Top of The records

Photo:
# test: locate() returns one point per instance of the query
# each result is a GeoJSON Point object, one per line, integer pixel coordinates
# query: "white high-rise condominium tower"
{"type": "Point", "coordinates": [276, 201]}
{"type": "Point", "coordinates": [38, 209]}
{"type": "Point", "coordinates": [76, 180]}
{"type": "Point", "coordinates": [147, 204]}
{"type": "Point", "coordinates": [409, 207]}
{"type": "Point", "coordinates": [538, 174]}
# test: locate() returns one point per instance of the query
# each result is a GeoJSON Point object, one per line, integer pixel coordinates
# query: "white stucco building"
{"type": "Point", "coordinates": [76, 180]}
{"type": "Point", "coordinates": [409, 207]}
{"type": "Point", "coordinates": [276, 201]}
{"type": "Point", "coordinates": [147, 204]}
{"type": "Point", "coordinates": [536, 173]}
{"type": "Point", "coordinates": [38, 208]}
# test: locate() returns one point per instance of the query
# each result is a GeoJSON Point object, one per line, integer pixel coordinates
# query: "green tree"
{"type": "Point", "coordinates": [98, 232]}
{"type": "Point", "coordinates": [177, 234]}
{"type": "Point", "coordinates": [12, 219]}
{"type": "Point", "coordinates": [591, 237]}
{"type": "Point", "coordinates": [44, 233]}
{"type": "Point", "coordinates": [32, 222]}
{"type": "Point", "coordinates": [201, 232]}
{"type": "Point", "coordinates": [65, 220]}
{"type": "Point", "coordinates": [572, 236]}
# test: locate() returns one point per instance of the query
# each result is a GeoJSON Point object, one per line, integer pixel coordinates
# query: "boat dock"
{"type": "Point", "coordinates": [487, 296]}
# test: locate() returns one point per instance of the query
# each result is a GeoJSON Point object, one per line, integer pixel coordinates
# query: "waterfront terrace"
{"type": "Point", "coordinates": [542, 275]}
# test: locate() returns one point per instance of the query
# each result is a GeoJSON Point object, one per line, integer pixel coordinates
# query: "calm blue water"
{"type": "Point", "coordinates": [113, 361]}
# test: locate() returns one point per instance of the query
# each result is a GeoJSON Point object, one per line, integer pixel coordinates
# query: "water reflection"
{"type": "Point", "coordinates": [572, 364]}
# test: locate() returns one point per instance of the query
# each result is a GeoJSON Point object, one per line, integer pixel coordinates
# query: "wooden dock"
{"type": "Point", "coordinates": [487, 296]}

Bottom of The records

Task to carry out: The records above should be set down again word for word.

Solved problem:
Photo:
# test: locate() returns one point per instance of the query
# each result is a GeoJSON Point object, one per line, integer pixel coordinates
# query: "white high-rise condominium tower"
{"type": "Point", "coordinates": [276, 201]}
{"type": "Point", "coordinates": [38, 209]}
{"type": "Point", "coordinates": [76, 180]}
{"type": "Point", "coordinates": [147, 204]}
{"type": "Point", "coordinates": [409, 207]}
{"type": "Point", "coordinates": [538, 174]}
# test: locate() returns one point per instance of the query
# each result is a GeoJSON Point object, one per line, integer pixel coordinates
# query: "white stucco building"
{"type": "Point", "coordinates": [76, 180]}
{"type": "Point", "coordinates": [409, 207]}
{"type": "Point", "coordinates": [276, 201]}
{"type": "Point", "coordinates": [147, 204]}
{"type": "Point", "coordinates": [536, 173]}
{"type": "Point", "coordinates": [38, 208]}
# test: locate() returns one point per instance of the query
# each result is a GeoJSON Point object, one per line, integer pixel coordinates
# query: "green tree"
{"type": "Point", "coordinates": [98, 232]}
{"type": "Point", "coordinates": [177, 234]}
{"type": "Point", "coordinates": [12, 219]}
{"type": "Point", "coordinates": [591, 237]}
{"type": "Point", "coordinates": [44, 233]}
{"type": "Point", "coordinates": [32, 222]}
{"type": "Point", "coordinates": [201, 232]}
{"type": "Point", "coordinates": [65, 220]}
{"type": "Point", "coordinates": [572, 236]}
# test: locate() returns one point per instance of the query
# each result is a GeoJSON Point object, one per line, integer pixel coordinates
# query: "boat dock"
{"type": "Point", "coordinates": [487, 296]}
# test: locate() returns one point per instance of the query
# each result is a GeoJSON Point object, one per line, integer pixel coordinates
# query: "waterfront terrace"
{"type": "Point", "coordinates": [542, 275]}
# test: locate() returns one point per instance of the query
# each result is a GeoJSON Point object, one per line, integer pixel coordinates
# query: "calm blue water"
{"type": "Point", "coordinates": [113, 361]}
# test: locate() returns one point per instance of the query
# each result is a GeoJSON Point object, one per line, integer pixel coordinates
# query: "water reflection"
{"type": "Point", "coordinates": [572, 364]}
# test: locate() returns one point per instance of the query
# each result is a GeoJSON Point object, one per line, integer pixel coordinates
# query: "wooden dock"
{"type": "Point", "coordinates": [487, 296]}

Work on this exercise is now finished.